The quality of vessels built in Savannah for the war effort was in stark contrast to that of Swan and General Lee. Savannah’s ship building for the navy was noteworthy. One historian wrote: “No seaport in the Confederacy turned out more or larger war vessels than Savannah. The work of naval construction was more energetic and on a larger scale than in any other Confederate coast city…” When the city fell in 1864, two wooden gunboats and three ironclads had been completed, one ironclad was within days of completions, and two more ironclads were on the stocks or planned. Ironclads were cutting edge naval technology and Savannah was turning them out in quantity.
 

Iron-clad Atlanta  
Iron-clad Atlanta
[Click to Enlarge Photo]
 

In March of 1862, the most famous naval battle of the war took place at Hampton Roads, Virginia—the first involving two ironclad warships—Monitor and Virginia (formerly USS Merrimac). The battle’s outcome made the obsolescence of wooden warships clear. By summer, many believed that ironclads would win the war for the Confederacy.

## Listed entries

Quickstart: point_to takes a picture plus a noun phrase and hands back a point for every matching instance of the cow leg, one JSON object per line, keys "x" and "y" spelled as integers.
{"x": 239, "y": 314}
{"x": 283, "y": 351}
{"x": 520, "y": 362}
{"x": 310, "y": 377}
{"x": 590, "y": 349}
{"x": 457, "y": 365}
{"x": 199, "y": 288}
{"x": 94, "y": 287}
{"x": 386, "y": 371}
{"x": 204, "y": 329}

## Problems
1. Could you extract the text of the passage on Savannah's Civil War shipbuilding, starting at "The quality of" and ending at "out in quantity."?
2. Can you continue the passage on Savannah's Civil War shipbuilding from its final sentence onward?

## Answers in order
1.
The quality of vessels built in Savannah for the war effort was in stark contrast to that of Swan and General Lee. Savannah’s ship building for the navy was noteworthy. One historian wrote: “No seaport in the Confederacy turned out more or larger war vessels than Savannah. The work of naval construction was more energetic and on a larger scale than in any other Confederate coast city…” When the city fell in 1864, two wooden gunboats and three ironclads had been completed, one ironclad was within days of completions, and two more ironclads were on the stocks or planned. Ironclads were cutting edge naval technology and Savannah was turning them out in quantity.

2.
Out of this enthusiasm grew patriotic groups called “Ladies Gunboat Associations” that raised money for building warships. One such group formed in Savannah in early 1862 with plans to build an ironclad and donate her to the cause. Women of Savannah, Augusta, Macon, Milledgeville, Rome, and other Georgia cities raised over $75,000 of her $115,000 cost. The rest of the money came from the state.

Confederate troops and ordinary house carpenters built the ship based on a plan provided by Savannah iron founder Alvin Miller. Her original purpose was to steam to the mouth of the Savannah River and help Fort Pulaski destroy the blockading fleet, thus opening Savannah to trade. This was not to be. Fort Pulaski fell before Georgia was completed and, when launched, the ship was found to have a major propulsion problem. Her top speed was about 2 knots, while the river’s current could do four.
  The Bombardment and Capture of Fort Pulaski, April 11, 1862
  The Bombardment and Capture of Fort Pulaski, April 11, 1862
[Click to Enlarge Photo]

The reasons for this problem were many. A timber got stuck to her bottom during launch, hindering her steering ability. She was extremely heavy. Her armor included over 500 tons of railroad t-iron. They considered throwing her coal overboard to lighten her. Her weight made her bulge at the seams and leak so badly that her pumps ran continuously. One man described her interior as “a swamp in an iron box.”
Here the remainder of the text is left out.